**TASK TO COMPLETE**. Pick up the news story about Beth Kean joining California's Council on Holocaust and Genocide Education after its final sentence, and write the next part.

**EXCERPT TO READ**.
________________

Holocaust Museum LA’s Beth Kean joins state council

| December 1, 2022 | 0 Comments

HOLOCAUST MUSEUM LA CEO Beth Kean was named to the Council on Holocaust and Genocide Education.

In spite of a rise in antisemitism, Holocaust Museum LA (HMLA) CEO Beth Kean is hopeful that positive change is coming.

“The timing couldn’t be better,” Kean said last month after being selected to join the governor-appointed Council on Holocaust and Genocide Education.

Launched last year, the Council is tasked with providing tools to recognize and respond to bigotry and discrimination on school campuses, including disturbing images such as swastikas and hateful remarks and slogans.

While Holocaust education is mandated in California schools, it lacks standards. Teachers can choose from a 30-minute outline to weeklong instruction on the Holocaust, Kean explained. Kean hopes the outcome of the Council’s work will serve as a model for schools around the country. (Only 15 states have mandatory Holocaust education in schools.)

“The Holocaust is not a Jewish story. It’s a human story,” Kean adds.

The local museum, HMLA, is about more than teaching about the horrors of Nazi Germany. “We’re about fighting hate … to stand up to all forms of hate, and, … We need to learn from our mistakes.”

Recently named to the Council were Kean and eight other academics and advocates, including Joyce Newstat, former chair of the Jewish Family and Children’s Services Holocaust Center, and Kori Street, deputy executive director of the USC Shoah Foundation.

They join Assemblymembers Adrin Nazarian, Jose Medina, James Ramos and Rebecca Bauer-Kahan, and state Sens. Scott Wiener, Connie Leyva and Susan Rubio.

“I’m so excited. I’m eager to get started, and I’m eager to make a difference,” Kean said, adding that the governor has provided needed funding for this and similar programs.

The Newsom administration has funded more than $150 million to support anti-hate programs and has designated another $115 million for the State Nonprofit Security Grant Program.

“An attack on any of our communities is an attack against all Californians, and our state will not stand by as the forces of hate instigate acts of violent extremism that put lives at risk,” Newsom said in an Oct. 31 release.

________________

**INFORMATION SUPPLIED**.
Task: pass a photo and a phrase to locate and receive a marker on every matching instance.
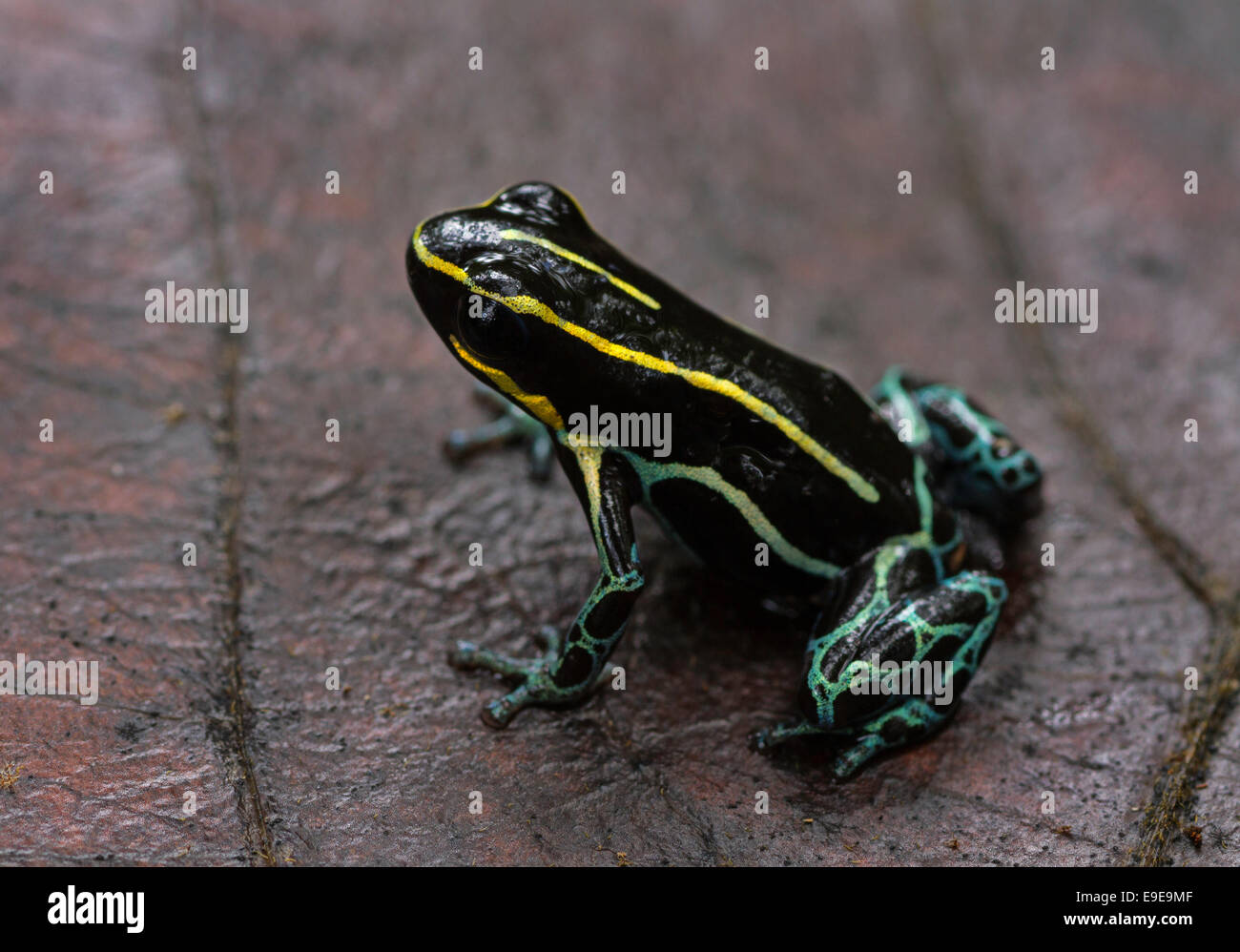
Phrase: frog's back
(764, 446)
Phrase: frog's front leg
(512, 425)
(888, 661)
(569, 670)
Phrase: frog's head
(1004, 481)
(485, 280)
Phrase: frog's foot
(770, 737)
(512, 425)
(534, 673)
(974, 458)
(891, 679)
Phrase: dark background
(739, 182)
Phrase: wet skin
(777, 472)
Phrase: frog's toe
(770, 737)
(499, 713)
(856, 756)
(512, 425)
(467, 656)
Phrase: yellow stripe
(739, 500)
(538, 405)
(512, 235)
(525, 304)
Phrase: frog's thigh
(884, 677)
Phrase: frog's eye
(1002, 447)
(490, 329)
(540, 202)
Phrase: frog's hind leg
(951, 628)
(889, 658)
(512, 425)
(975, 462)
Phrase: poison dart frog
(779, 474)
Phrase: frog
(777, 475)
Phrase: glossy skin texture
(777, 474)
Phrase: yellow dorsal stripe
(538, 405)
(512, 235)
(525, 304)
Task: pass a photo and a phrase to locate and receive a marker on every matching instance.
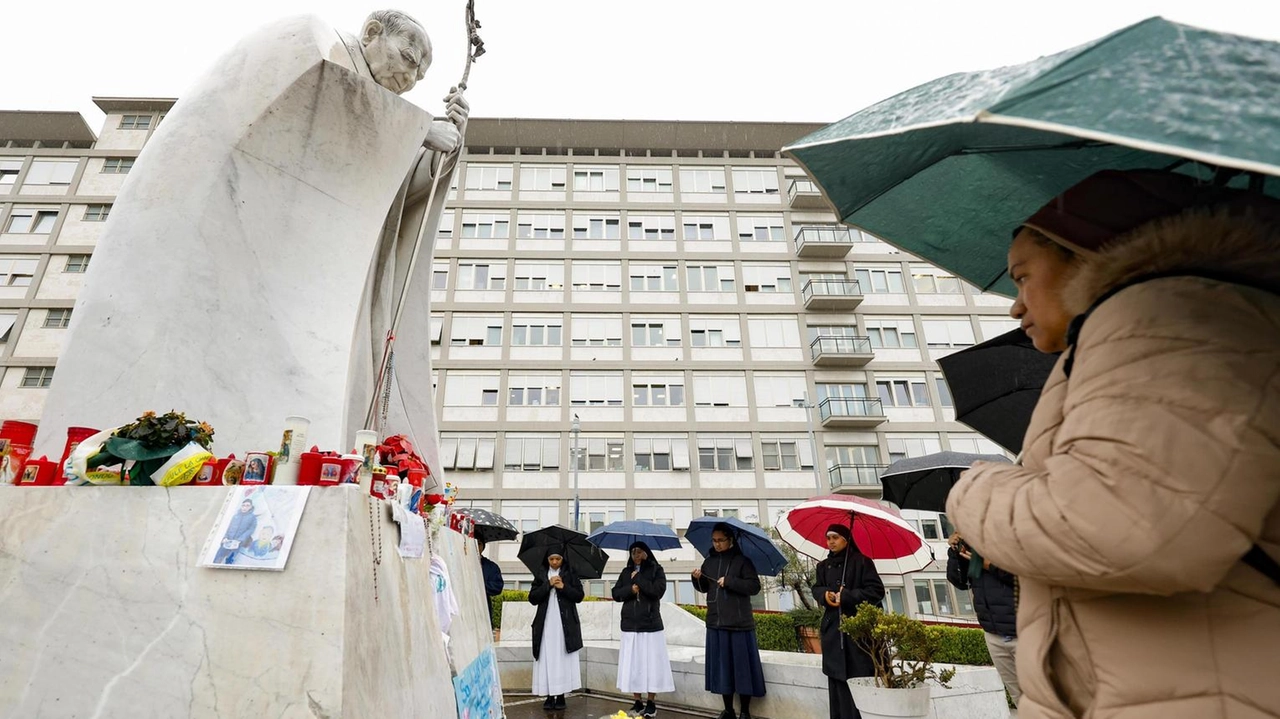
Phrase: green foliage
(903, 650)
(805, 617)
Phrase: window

________________

**EXERCISE OUTPUT**.
The Council is co-chaired by state Sen. Henry Stern, Attorney General Rob Bonta, state Superintendent of Public Instruction Tony Thurmond and Anita Friedman, executive director of Jewish Family and Children’s Services, Northern California.

“I applaud Governor Newsom for not just condemning antisemitism when it’s broadcast across our freeways and social media channels, but for responding with substantive lasting solutions and the funds to realize those solutions,” said co-Chair Stern. “Whether you’re a Californian whose family suffered the death squads of El Salvador, the killing fields of Cambodia or the gas chambers of Auschwitz, students and teachers across our state share a common bond of resilience in the face of trauma.”

HMLA Expansion
HMLA recently commemorated its 60th anniversary by announcing expansion plans for its facility within Pan Pacific Park. (The museum opened there in October 2010.)

The new Jona Goldrich Campus, designed by award-winning architect Hagy Belzberg, who designed the current museum, will almost double the existing site from 28,000 square feet to 50,000 square feet. Additionally, it allows for doubling the 60,000 annual visitor capacity (pre-COVID).

While much of the existing museum is partially underground with a sloping roof to blend into the park, the new adjacent site along The Grove Drive will be 100 percent aboveground with high ceilings and natural light.

The expansion also will display an authentic railroad boxcar that transported Jews and others to death camps. The boxcar came from near the Majdanek concentration camp in Poland.

HMLA construction is scheduled to begin next year and be completed at the end of 2024, Kean said.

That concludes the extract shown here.